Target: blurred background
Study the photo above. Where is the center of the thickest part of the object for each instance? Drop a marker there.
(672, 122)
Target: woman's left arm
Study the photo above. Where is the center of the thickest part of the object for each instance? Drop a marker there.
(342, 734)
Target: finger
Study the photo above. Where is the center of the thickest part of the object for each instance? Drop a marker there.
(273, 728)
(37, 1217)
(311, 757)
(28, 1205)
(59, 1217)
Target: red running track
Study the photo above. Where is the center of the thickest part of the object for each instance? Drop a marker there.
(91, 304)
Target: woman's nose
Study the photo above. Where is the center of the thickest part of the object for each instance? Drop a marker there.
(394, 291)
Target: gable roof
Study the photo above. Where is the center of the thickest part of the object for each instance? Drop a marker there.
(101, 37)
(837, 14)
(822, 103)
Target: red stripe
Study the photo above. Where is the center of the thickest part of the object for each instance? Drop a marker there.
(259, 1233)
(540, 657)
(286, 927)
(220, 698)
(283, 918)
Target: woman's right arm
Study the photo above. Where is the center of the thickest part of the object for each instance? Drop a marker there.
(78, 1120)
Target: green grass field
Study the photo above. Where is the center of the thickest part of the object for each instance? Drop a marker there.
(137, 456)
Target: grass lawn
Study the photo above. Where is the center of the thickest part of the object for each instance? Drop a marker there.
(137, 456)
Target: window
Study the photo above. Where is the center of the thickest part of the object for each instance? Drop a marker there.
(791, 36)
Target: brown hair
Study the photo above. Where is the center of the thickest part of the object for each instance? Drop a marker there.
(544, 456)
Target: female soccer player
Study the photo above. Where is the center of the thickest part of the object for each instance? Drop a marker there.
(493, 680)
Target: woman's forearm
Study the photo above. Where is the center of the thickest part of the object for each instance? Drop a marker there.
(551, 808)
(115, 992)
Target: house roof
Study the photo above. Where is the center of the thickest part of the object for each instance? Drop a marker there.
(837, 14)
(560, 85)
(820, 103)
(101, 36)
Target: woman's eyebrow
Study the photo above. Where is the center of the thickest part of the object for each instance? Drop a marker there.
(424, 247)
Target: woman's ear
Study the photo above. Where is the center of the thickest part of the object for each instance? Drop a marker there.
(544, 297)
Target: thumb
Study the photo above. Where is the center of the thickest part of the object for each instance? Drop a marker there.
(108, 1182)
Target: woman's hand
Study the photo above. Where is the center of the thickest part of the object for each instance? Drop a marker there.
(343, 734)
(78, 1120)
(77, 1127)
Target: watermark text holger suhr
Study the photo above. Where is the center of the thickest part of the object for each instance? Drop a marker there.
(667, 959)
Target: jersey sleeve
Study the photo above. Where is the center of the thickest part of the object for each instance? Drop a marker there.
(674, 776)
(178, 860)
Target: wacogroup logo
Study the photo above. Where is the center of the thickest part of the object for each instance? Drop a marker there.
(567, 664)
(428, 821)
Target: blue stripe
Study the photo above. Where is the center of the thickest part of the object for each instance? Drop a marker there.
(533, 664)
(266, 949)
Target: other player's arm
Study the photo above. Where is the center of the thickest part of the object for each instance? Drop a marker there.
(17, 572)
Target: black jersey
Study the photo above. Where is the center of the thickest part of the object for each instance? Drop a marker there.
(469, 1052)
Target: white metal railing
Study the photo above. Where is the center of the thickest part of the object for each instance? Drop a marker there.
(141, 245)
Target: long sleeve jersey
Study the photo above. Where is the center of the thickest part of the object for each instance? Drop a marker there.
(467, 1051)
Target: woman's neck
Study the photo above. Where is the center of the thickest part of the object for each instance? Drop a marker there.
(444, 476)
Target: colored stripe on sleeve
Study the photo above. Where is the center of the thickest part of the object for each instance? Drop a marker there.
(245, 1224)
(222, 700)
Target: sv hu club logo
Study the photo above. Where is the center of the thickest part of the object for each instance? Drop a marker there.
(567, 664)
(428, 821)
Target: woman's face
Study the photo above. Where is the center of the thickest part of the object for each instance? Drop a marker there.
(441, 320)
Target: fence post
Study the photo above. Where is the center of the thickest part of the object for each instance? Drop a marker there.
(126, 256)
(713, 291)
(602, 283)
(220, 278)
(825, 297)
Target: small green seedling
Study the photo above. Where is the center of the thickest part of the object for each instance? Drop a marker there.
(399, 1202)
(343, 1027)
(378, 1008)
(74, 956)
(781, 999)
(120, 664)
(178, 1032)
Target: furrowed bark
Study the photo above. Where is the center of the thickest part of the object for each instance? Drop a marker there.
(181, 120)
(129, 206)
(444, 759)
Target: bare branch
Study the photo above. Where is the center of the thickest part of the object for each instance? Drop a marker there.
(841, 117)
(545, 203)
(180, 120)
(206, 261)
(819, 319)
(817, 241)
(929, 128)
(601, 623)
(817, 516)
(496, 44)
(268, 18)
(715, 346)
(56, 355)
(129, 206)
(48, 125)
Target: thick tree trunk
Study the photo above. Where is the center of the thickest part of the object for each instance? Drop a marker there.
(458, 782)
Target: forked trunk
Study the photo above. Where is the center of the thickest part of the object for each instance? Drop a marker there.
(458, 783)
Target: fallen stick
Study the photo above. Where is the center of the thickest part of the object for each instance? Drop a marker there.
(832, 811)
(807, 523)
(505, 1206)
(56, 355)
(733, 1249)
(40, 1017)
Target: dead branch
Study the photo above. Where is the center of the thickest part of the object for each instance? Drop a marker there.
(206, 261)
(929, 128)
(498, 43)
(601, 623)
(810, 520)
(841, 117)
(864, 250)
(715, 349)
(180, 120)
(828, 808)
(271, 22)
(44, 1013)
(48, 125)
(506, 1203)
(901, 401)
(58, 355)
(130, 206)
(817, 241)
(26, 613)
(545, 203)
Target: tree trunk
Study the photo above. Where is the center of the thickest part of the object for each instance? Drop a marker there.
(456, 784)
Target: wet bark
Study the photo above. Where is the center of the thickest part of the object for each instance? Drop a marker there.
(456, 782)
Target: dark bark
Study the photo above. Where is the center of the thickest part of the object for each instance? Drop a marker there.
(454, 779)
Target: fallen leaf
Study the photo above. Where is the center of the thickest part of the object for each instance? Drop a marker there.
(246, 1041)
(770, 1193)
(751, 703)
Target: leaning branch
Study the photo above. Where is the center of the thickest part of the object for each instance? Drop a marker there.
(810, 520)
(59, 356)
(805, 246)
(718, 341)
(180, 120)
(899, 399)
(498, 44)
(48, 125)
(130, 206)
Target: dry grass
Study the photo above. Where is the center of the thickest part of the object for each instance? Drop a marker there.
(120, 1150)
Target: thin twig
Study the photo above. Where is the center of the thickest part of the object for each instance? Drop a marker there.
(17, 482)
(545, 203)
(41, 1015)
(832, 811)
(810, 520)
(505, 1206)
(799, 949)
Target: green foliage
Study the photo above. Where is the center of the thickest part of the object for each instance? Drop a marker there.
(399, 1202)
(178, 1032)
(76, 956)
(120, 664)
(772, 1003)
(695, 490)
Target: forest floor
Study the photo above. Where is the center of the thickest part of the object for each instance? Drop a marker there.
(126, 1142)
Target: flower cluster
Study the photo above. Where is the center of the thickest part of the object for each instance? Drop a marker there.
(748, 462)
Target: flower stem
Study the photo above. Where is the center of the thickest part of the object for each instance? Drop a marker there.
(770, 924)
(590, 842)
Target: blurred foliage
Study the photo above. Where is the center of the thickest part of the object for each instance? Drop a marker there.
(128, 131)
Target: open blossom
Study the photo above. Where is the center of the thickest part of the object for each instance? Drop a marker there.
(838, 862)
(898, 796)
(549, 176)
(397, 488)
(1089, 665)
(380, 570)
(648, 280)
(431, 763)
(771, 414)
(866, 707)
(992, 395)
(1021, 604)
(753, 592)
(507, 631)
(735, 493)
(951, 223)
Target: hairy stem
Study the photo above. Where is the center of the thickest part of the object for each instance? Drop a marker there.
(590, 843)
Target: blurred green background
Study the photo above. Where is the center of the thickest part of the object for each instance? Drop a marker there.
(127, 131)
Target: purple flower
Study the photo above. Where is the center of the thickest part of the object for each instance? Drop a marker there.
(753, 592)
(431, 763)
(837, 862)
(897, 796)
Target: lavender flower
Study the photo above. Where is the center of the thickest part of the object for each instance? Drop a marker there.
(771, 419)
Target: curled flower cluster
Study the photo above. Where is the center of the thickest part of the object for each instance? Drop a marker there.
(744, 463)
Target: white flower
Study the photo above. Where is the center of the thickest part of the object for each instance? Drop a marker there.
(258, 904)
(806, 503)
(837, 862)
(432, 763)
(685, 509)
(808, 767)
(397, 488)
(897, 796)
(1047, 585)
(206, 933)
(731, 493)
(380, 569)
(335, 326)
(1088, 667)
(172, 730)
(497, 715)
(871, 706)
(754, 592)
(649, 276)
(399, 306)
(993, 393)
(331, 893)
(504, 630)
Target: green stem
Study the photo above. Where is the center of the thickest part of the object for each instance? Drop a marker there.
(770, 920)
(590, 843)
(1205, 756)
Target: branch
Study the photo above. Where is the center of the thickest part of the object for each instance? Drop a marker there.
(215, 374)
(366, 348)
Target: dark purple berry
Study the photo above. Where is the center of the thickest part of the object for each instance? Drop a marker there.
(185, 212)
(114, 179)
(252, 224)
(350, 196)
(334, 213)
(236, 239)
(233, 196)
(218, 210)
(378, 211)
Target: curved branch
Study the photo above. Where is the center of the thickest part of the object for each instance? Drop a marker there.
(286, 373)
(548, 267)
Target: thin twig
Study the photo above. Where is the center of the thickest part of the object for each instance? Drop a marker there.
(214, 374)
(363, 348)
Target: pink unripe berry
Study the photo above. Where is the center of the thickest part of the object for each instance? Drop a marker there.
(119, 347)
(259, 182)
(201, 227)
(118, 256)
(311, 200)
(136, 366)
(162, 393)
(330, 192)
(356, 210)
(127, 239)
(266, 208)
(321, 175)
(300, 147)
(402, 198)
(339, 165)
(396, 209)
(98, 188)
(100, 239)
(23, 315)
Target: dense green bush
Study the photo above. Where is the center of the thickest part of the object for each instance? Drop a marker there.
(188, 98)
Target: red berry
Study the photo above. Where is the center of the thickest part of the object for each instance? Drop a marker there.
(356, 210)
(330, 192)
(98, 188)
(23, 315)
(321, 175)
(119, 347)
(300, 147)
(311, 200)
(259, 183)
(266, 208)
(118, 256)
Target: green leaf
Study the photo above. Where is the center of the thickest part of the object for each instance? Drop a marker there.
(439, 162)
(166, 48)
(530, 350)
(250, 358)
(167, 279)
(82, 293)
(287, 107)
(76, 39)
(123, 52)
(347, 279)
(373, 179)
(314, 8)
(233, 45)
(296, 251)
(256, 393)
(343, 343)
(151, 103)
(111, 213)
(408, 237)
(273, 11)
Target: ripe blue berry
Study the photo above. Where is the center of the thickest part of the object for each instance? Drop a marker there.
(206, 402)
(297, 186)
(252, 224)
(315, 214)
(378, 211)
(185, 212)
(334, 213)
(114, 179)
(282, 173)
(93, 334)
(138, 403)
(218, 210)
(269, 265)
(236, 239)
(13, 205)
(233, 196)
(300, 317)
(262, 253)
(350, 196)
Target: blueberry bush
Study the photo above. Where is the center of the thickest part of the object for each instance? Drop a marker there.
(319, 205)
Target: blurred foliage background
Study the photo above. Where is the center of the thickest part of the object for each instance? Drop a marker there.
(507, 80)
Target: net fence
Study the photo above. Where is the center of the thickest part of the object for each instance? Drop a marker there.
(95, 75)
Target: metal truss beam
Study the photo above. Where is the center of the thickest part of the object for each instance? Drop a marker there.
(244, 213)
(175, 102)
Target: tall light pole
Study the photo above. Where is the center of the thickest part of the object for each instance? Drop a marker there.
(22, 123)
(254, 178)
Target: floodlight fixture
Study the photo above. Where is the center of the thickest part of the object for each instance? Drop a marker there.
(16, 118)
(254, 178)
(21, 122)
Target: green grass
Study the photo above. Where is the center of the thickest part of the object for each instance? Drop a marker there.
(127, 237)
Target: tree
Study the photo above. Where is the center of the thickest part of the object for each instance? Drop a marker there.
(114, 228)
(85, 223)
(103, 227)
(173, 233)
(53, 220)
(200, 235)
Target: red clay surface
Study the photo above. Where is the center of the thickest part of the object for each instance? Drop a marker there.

------------------------------------------------

GIVEN PROBLEM:
Set down nothing but the lines from the one with "Target: red clay surface" through the end of the records, keeping each line exactly as written and including both ends.

WRITTEN SOLUTION:
Target: red clay surface
Study the photo above. Where is the center of the thickest part of the object for each instance? Drop a marker there.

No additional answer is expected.